=== Given text ===
_ _ _

Prebiotics such as fructo-oligosaccharides (FOS) and galacto-oligosaccharides (GOS) are preferentially fermented into SCFAs by Bifidobacterium and Lactobacillus which have historically been viewed as beneficial bacteria, resulting in lowered luminal pH. The addition of oligosaccharides to poultry feed has been shown to increase Bifidobacterium and Lactobacillus populations, while also being refractory to E. coli[104] and Salmonella colonisation[105,106]. This outgrowth of prebiotic-utilising taxa has also been demonstrated to eliminate C. difficile in mice[62]. The prebiotic inulin is primarily composed of FOS and has been shown to ameliorate low-grade inflammation through microbiota-dependent induction of IL-22 expression[107] and was able to prevent increased bacterial mucus penetration in high-fat diet-fed mice[108]. Furthermore, supplementation of high-fat diet-fed mice with B. longum restored mucus growth[108], suggesting that prebiotic and probiotic treatments have the potential to prevent intestinal mucus abnormalities, which is a consequence of a high-fat diet. However, a study by Miles et al.[109] demonstrated that inulin may actually have the potential to exacerbate disease severity in response to inducers of colitis such as dextran sodium sulphate (DSS) in both low-fat and high-fat diets. Moreover, inflammation is crucial for the successful colonisation of Salmonella, through the inflammatory-mediated expression of virulence factors; studies in rats have shown increased translocation of Salmonella when FOS is added to the diet[110]. Although the overwhelming data suggest the beneficial effects of inulin supplementation, more care is needed to define the specific mechanisms by which inulin impact the gut microbiota to protect against the effects of inflammation and improve mucosal integrity.

The other extensively studied prebiotic is GOS, which is commercially produced from lactose using glycoside hydrolases that catalyse transgalactosylation reactions[111]. In vitro studies have demonstrated the protective effect of GOS against EHEC and Cronobacter sakazakii, through an anti-adherence mechanism[112]. Interestingly, a recent study on the in vivo protective effects of GOS on the murine EHEC model pathogen, C. rodentium, showed that GOS treatment prevented pathogen-induced intestinal tissue damage, independent of anti-adherence activity and C. rodentium abundance[113]. In terms of the effect of GOS on microbiota composition, studies have identified a clear bifidogenic effect of GOS, while simultaneously lowering E. coli, Helicobacter and Clostridium spp. abundances[114]. The combined effects of the prebiotic on SCFA production, microbiota composition, pathogen virulence and fitness make it difficult to pinpoint the exact mechanism involved in providing a protective effect. This lack of a known mechanism underscores the importance of thorough analysis in animal studies before extrapolating results to humans.

_ _ _

=== Task goal ===
Continue the passage on prebiotics and gut health from the point where it stops.

_ _ _

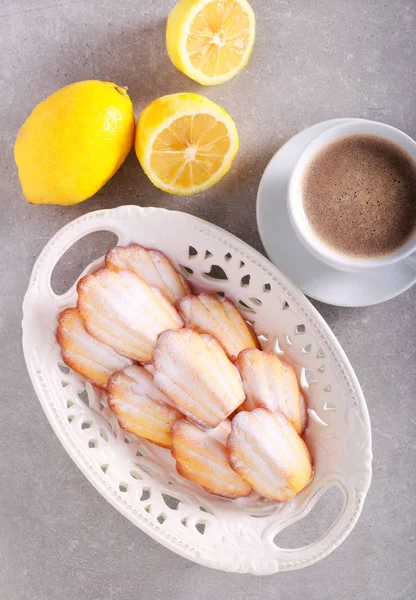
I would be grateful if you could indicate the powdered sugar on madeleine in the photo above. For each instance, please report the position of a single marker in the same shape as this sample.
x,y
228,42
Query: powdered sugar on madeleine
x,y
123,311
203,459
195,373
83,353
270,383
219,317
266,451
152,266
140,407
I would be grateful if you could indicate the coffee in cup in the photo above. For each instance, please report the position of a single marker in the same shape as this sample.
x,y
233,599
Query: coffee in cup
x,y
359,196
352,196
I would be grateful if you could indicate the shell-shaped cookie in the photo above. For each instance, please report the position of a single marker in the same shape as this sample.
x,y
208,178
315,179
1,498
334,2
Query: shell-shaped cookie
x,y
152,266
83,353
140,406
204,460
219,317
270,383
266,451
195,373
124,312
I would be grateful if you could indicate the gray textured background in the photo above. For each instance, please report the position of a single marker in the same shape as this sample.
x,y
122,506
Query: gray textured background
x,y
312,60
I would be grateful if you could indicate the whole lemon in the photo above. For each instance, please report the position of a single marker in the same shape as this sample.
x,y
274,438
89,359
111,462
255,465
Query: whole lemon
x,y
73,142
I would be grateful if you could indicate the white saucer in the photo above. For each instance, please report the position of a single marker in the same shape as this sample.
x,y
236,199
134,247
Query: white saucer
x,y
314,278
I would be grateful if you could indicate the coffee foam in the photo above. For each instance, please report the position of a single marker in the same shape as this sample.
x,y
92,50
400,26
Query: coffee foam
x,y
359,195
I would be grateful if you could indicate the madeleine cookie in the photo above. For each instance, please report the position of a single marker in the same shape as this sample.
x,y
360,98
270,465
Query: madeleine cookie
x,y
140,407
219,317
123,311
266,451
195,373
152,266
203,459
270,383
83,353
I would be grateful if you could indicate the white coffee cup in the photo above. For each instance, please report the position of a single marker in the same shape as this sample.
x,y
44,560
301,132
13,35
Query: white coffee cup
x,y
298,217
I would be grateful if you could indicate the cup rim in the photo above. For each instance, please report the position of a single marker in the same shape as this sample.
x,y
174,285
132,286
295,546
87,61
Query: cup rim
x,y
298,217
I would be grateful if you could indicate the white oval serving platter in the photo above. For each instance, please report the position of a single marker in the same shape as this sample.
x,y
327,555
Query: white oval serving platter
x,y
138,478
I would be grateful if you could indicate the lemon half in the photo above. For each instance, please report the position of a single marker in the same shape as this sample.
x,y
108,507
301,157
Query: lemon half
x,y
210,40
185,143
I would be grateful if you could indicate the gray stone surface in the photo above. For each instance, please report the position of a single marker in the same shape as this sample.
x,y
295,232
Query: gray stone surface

_ _ _

=== Response to this exercise ===
DIETARY LIPIDS AND BILE ACIDS

Bile acids are amphipathic biological detergents produced by the liver with the primary function of metabolising lipids in the GI tract[115], and their production is linked to the ingestion of fatty foods. Those bile acids, which are not reabsorbed into the liver (~5%), can serve as substrates for colonic microbial metabolism, i.e., hydrolysis of conjugated bile acids by bile salt hydrolases or biotransformed into secondary bile acids by 7α-dehydroxylation, where they are either excreted in faeces or recirculated back into the liver through the enterohepatic circulation[116]. Thus, changes in microbiota composition culminate in changes in the bile acid pool, and this homeostatic imbalance is associated with a range of disease states, including CRC, IBD and recurrent CDI[117]. Recent advances have identified specific operational taxonomic units, i.e., closely related bacteria, involved in bile acid biotransformations and correlate to a loss of specific taxa with the development of disease. For example, the previous infection of mice with Yersinia pseudotuberculosis remodels the microbiota to enrich for Deltaproteobacteria, a taurine metabolising class of bacteria which provide colonisation resistance to the pathogen Klebsiella pneumoniae[118]. Thus, commensal bile acid interactions are intrinsically linked in both mitigation and amplification of colonisation resistance. Identifying the biochemical mechanisms which underpin the effect on colonisation resistance will improve our knowledge going forward and open up new avenues for therapeutic manipulation of the microbiota.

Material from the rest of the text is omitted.